### DOCUMENTFRAGMENT:

^^^^^^^^

Het leven van übercurator Jan Hoet in het keurslijf van een boek dwingen is geen sinecure. De Gentse kunstpaus, die in het begin van 2014 overleed, was dag en nacht in de weer voor zijn kunst. Van de Gentse Chambres d’amis via Documenta IX in Kassel tot een verstilde tentoonstelling in zijn geboortestad Geel: steeds weer duiken dezelfde woorden op: passie, lange nachten en confrontatie met de buitenwereld. Hoet heeft het niet gemakkelijk gehad, het zichzelf niet altijd gemakkelijk gemaakt. Een hommage aan een dwarsligger en luchtkunstenaar.

2014 is geen goed jaar voor kunstenaars. In korte tijd ontvielen ons monumenten zoals Gerard Mortier, Richard Attenborough and Robin Williams. Jan Hoet bevindt zich in goed gezelschap op weg naar het kunstenparadijs. Hoet samenvatten in enkele woorden is niet gemakkelijk, maar biograaf en journalist Jan Haerynck onderneemt een verdienstelijke poging in zijn boek. Hoet was niet gemakkelijk, een veeleisend man die elke tentoonstelling minutieus voorbereidde, maar tegelijk de indruk gaf dat het allemaal niet zo nauw kwam. Misschien dat daarin net zijn kracht schuilde. In een wervelwind van woord en daad trok hij de kunstscène gedurende enkele decennia naar zich toe, om ze pas bij zijn dood los te laten.

^^^^^^^^

### GEGEVENSFRAGMENTEN:
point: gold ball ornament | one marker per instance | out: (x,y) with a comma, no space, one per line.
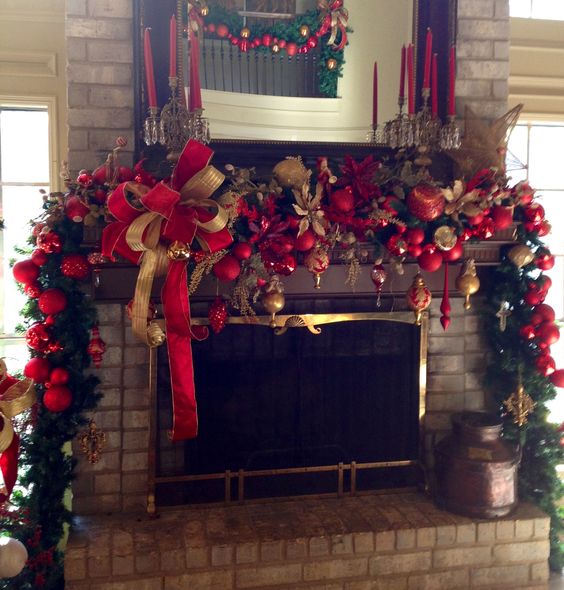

^^^^^^^^

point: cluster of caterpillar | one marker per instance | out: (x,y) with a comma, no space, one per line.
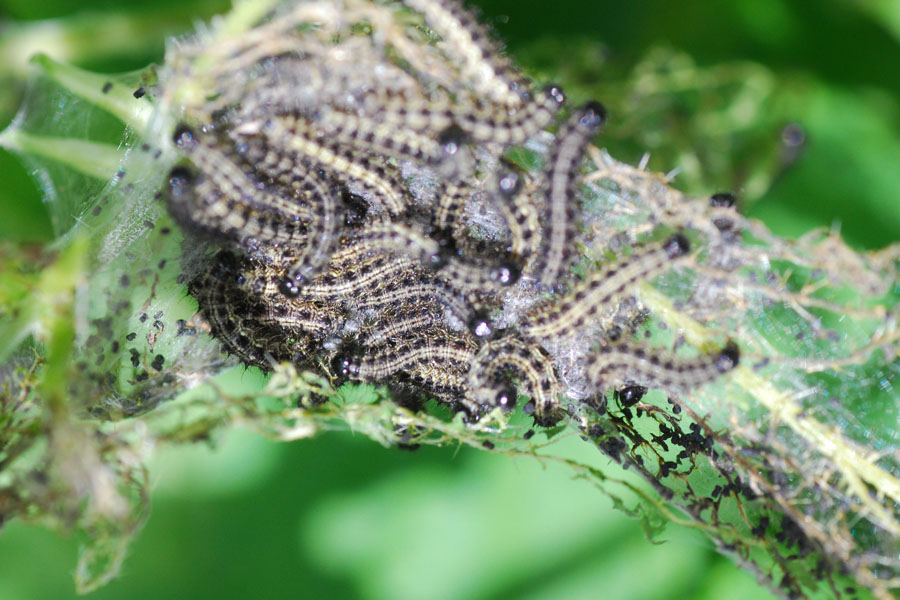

^^^^^^^^

### VOLTOOI HET VOLGENDE:
• A. Geef bij elk van de drie uitspraken aan of die klopt met het documentfragment, met ja of nee en de doorslaggevende woorden letterlijk geciteerd: (i) Jan Hoet overleed in het begin van 2014; (ii) Jan Hoet werd geboren in Gent; (iii) het boek over Hoet is geschreven door Jan Haerynck.
• B. Kopieer woord voor woord het stuk uit het documentfragment dat begint bij "2014 is geen" en doorloopt tot en met "los te laten.".
De gegevens spelen hierbij geen enkele rol.

### EINDRESULTATEN:
• A.
(i) Ja: "die in het begin van 2014 overleed"
(ii) Nee: "een verstilde tentoonstelling in zijn geboortestad Geel"
(iii) Ja: "biograaf en journalist Jan Haerynck onderneemt een verdienstelijke poging in zijn boek"

• B.
2014 is geen goed jaar voor kunstenaars. In korte tijd ontvielen ons monumenten zoals Gerard Mortier, Richard Attenborough and Robin Williams. Jan Hoet bevindt zich in goed gezelschap op weg naar het kunstenparadijs. Hoet samenvatten in enkele woorden is niet gemakkelijk, maar biograaf en journalist Jan Haerynck onderneemt een verdienstelijke poging in zijn boek. Hoet was niet gemakkelijk, een veeleisend man die elke tentoonstelling minutieus voorbereidde, maar tegelijk de indruk gaf dat het allemaal niet zo nauw kwam. Misschien dat daarin net zijn kracht schuilde. In een wervelwind van woord en daad trok hij de kunstscène gedurende enkele decennia naar zich toe, om ze pas bij zijn dood los te laten.